Под агрессивной риторикой Грэбера и Уэнгроу скрывается обзор различных моделей формирования государства в разных частях света — в основном в Месопотамии, Египте, Мезоамерике и Андском регионе, обрамлённый стимулирующими наблюдениями о специфических конфигурациях основных основ социальной власти. Два момента заслуживают дальнейшего изучения. Первый — их реконструкция структур политической организации первого и второго порядка, где системы второго порядка комбинируют две из трёх основ для увеличения контроля и коллективного действия (413). Это многообещающий шаблон, хотя он плохо сочетается с их же вердиктом, что «поиск истоков государства — не более чем погоня за фантомом» (427). Именно для такого поиска их модель и предназначена.
Второй примечательный момент — их отрицание связи между государственной властью и «цивилизацией» (431–433), а точнее, их критика глубоко укоренённой метафорической терминологии «до», «после» и «промежуточных» периодов, которые на практике склонны ставить государственную власть и изящные искусства выше всего остального (378–383). «Промежуточные» периоды, когда сильные государства приходили в упадок, а свободы расширялись, вполне могли быть выгоднее для масс (378, 382). Однако даже в этом отношении, по их собственному признанию, Грэбер и Уэнгроу не столь «радикальны», как могли бы быть, поскольку «по-настоящему радикальный» подход сосредоточился бы именно на этих промежуточных временах и местах, тогда как «по большей части мы рассказываем ту же самую старую историю» (382), лишь избавленную от того, что они воспринимают как телеологию жёстких стадиальных моделей.

* **ИСХОДНЫЕ ДАННЫЕ**:
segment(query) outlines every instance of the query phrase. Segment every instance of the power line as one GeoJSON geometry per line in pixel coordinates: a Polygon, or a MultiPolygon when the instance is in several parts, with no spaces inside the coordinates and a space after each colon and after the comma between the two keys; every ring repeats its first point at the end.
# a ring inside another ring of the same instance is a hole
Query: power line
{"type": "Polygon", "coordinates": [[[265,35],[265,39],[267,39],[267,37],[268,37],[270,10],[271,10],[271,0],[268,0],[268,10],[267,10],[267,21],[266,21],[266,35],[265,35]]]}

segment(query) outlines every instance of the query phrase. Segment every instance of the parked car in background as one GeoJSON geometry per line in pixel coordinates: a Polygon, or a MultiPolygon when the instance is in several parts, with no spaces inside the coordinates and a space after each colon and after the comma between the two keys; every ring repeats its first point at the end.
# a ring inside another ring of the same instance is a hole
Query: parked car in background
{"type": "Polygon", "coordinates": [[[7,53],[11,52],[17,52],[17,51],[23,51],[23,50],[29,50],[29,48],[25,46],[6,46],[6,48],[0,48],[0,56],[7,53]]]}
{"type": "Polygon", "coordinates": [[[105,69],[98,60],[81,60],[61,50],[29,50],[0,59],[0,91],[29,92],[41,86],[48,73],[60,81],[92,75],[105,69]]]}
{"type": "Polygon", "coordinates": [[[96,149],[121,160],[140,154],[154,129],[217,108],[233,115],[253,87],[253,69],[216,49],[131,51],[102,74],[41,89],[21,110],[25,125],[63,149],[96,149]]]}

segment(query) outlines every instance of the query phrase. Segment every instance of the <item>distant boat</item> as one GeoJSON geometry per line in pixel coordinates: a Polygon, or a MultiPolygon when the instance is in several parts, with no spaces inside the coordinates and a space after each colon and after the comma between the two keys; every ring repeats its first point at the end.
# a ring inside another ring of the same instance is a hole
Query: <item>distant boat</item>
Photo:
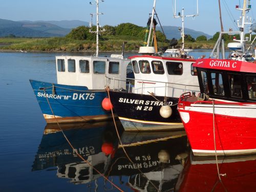
{"type": "MultiPolygon", "coordinates": [[[[130,59],[121,55],[98,56],[98,1],[97,5],[96,56],[56,57],[57,83],[30,80],[37,101],[47,123],[91,121],[112,118],[102,106],[106,94],[105,75],[126,77],[130,59]]],[[[108,82],[112,88],[115,81],[108,82]]],[[[125,88],[125,82],[120,86],[125,88]]]]}
{"type": "MultiPolygon", "coordinates": [[[[152,15],[154,10],[155,6],[152,15]]],[[[151,18],[150,29],[154,24],[153,16],[151,18]]],[[[148,35],[148,42],[150,39],[148,35]]],[[[178,41],[174,43],[177,45],[178,41]]],[[[127,90],[116,87],[108,90],[115,112],[125,131],[183,129],[177,110],[179,97],[188,90],[195,94],[199,92],[196,68],[192,66],[196,59],[181,54],[167,56],[155,53],[155,50],[153,47],[141,47],[140,52],[142,55],[130,57],[135,79],[115,78],[120,82],[130,81],[127,90]]],[[[106,78],[114,80],[111,77],[106,78]]]]}
{"type": "MultiPolygon", "coordinates": [[[[246,49],[244,37],[247,8],[244,1],[239,42],[230,42],[227,59],[219,52],[198,59],[196,67],[200,94],[183,93],[178,109],[195,155],[242,155],[256,153],[256,61],[254,48],[246,49]]],[[[219,50],[221,35],[215,48],[219,50]]],[[[227,33],[230,34],[228,32],[227,33]]],[[[223,48],[224,48],[224,45],[223,48]]]]}

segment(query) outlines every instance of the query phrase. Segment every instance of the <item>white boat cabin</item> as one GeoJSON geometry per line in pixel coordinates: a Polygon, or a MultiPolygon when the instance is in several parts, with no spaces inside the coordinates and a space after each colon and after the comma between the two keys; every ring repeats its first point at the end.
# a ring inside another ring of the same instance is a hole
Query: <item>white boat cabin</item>
{"type": "MultiPolygon", "coordinates": [[[[131,60],[121,57],[59,56],[56,57],[58,84],[86,86],[89,90],[103,90],[105,76],[125,78],[131,60]]],[[[118,83],[118,82],[116,82],[118,83]]],[[[112,80],[110,88],[113,87],[112,80]]],[[[125,82],[120,82],[125,87],[125,82]]]]}
{"type": "Polygon", "coordinates": [[[150,55],[130,57],[135,78],[133,92],[179,97],[200,92],[196,59],[150,55]]]}

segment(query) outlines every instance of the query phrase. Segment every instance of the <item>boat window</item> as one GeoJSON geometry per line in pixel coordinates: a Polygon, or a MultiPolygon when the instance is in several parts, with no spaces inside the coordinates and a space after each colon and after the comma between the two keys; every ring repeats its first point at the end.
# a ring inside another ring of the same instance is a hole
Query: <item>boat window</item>
{"type": "Polygon", "coordinates": [[[166,62],[167,71],[169,75],[180,75],[183,73],[182,62],[166,62]]]}
{"type": "Polygon", "coordinates": [[[151,62],[151,65],[154,73],[156,74],[164,74],[163,63],[160,61],[153,60],[151,62]]]}
{"type": "Polygon", "coordinates": [[[57,63],[58,65],[58,71],[65,71],[65,61],[64,59],[58,59],[57,63]]]}
{"type": "Polygon", "coordinates": [[[93,73],[103,74],[105,73],[106,62],[103,61],[93,61],[93,73]]]}
{"type": "Polygon", "coordinates": [[[140,71],[142,73],[150,73],[150,62],[145,60],[141,60],[139,61],[139,66],[140,66],[140,71]]]}
{"type": "Polygon", "coordinates": [[[239,74],[228,74],[231,96],[242,98],[241,78],[239,74]]]}
{"type": "Polygon", "coordinates": [[[218,95],[224,95],[222,74],[220,73],[211,73],[211,83],[214,94],[218,95]]]}
{"type": "Polygon", "coordinates": [[[68,60],[68,70],[69,72],[76,72],[76,62],[75,59],[68,60]]]}
{"type": "Polygon", "coordinates": [[[139,71],[139,67],[138,66],[138,63],[137,62],[137,61],[133,61],[133,71],[134,71],[134,73],[139,73],[140,72],[140,71],[139,71]]]}
{"type": "Polygon", "coordinates": [[[89,61],[87,60],[79,60],[80,72],[82,73],[89,73],[89,61]]]}
{"type": "Polygon", "coordinates": [[[208,94],[209,87],[208,87],[207,77],[206,75],[206,72],[205,71],[202,71],[202,78],[204,89],[204,93],[208,94]]]}
{"type": "Polygon", "coordinates": [[[256,75],[247,76],[246,83],[249,98],[256,100],[256,75]]]}
{"type": "Polygon", "coordinates": [[[119,73],[119,62],[110,61],[109,67],[109,73],[110,74],[118,74],[119,73]]]}
{"type": "Polygon", "coordinates": [[[193,64],[191,64],[191,74],[193,76],[197,76],[197,70],[196,67],[193,67],[193,64]]]}

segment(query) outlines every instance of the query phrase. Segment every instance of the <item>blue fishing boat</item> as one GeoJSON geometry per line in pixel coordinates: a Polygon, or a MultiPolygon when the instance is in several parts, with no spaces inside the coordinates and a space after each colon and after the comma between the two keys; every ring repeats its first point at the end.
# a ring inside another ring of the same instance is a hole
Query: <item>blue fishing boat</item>
{"type": "MultiPolygon", "coordinates": [[[[108,81],[105,76],[131,76],[130,60],[122,54],[98,56],[99,30],[97,4],[97,44],[95,56],[56,57],[57,83],[30,80],[33,90],[47,123],[91,121],[112,118],[111,113],[102,106],[106,97],[105,84],[114,87],[115,80],[108,81]],[[128,73],[127,73],[128,72],[128,73]],[[130,72],[130,73],[129,73],[130,72]]],[[[126,82],[118,85],[125,88],[126,82]]]]}

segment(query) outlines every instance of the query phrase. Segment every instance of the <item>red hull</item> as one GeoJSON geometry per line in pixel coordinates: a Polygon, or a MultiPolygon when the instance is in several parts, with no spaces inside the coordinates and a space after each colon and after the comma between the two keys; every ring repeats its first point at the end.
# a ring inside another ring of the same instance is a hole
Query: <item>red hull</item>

* **ЗАДАНИЕ 1**: Можете переписать извлечённый текст целиком, не изменив в нём ни слова?
* **ЗАДАНИЕ 2**: Можете заново привести только строки исходных данных, начиная со строки, где стоит «of the <item>blue», и до самой последней включительно, поменяв в них «fishing» на «sailing» и оставив всё остальное как есть?
Эти строки никак не связаны с текстом.

* **ПОЛНЫЙ ОТВЕТ 1**:
Под агрессивной риторикой Грэбера и Уэнгроу скрывается обзор различных моделей формирования государства в разных частях света — в основном в Месопотамии, Египте, Мезоамерике и Андском регионе, обрамлённый стимулирующими наблюдениями о специфических конфигурациях основных основ социальной власти. Два момента заслуживают дальнейшего изучения. Первый — их реконструкция структур политической организации первого и второго порядка, где системы второго порядка комбинируют две из трёх основ для увеличения контроля и коллективного действия (413). Это многообещающий шаблон, хотя он плохо сочетается с их же вердиктом, что «поиск истоков государства — не более чем погоня за фантомом» (427). Именно для такого поиска их модель и предназначена.
Второй примечательный момент — их отрицание связи между государственной властью и «цивилизацией» (431–433), а точнее, их критика глубоко укоренённой метафорической терминологии «до», «после» и «промежуточных» периодов, которые на практике склонны ставить государственную власть и изящные искусства выше всего остального (378–383). «Промежуточные» периоды, когда сильные государства приходили в упадок, а свободы расширялись, вполне могли быть выгоднее для масс (378, 382). Однако даже в этом отношении, по их собственному признанию, Грэбер и Уэнгроу не столь «радикальны», как могли бы быть, поскольку «по-настоящему радикальный» подход сосредоточился бы именно на этих промежуточных временах и местах, тогда как «по большей части мы рассказываем ту же самую старую историю» (382), лишь избавленную от того, что они воспринимают как телеологию жёстких стадиальных моделей.

* **ПОЛНЫЙ ОТВЕТ 2**:
segment(query) outlines every instance of the query phrase. Segment every instance of the <item>blue sailing boat</item> as one GeoJSON geometry per line in pixel coordinates: a Polygon, or a MultiPolygon when the instance is in several parts, with no spaces inside the coordinates and a space after each colon and after the comma between the two keys; every ring repeats its first point at the end.
# a ring inside another ring of the same instance is a hole
Query: <item>blue sailing boat</item>
{"type": "MultiPolygon", "coordinates": [[[[108,81],[105,76],[131,76],[130,60],[122,54],[98,56],[99,30],[97,4],[97,44],[95,56],[56,57],[57,83],[30,80],[33,90],[47,123],[91,121],[112,118],[111,113],[102,106],[106,97],[105,84],[114,87],[115,80],[108,81]],[[128,73],[127,73],[128,72],[128,73]],[[130,72],[130,73],[129,73],[130,72]]],[[[126,82],[118,85],[125,88],[126,82]]]]}

segment(query) outlines every instance of the query phrase. Segment every instance of the <item>red hull</item> as one GeoJSON geometry per line in pixel coordinates: a Polygon, or a MultiPolygon when the instance is in several parts, with no spaces inside the coordinates and a space after each colon and after the comma between the two keys; every ring repeats its first point at the end.
# a ring inside another ring of the same instance is a hole
Query: <item>red hull</item>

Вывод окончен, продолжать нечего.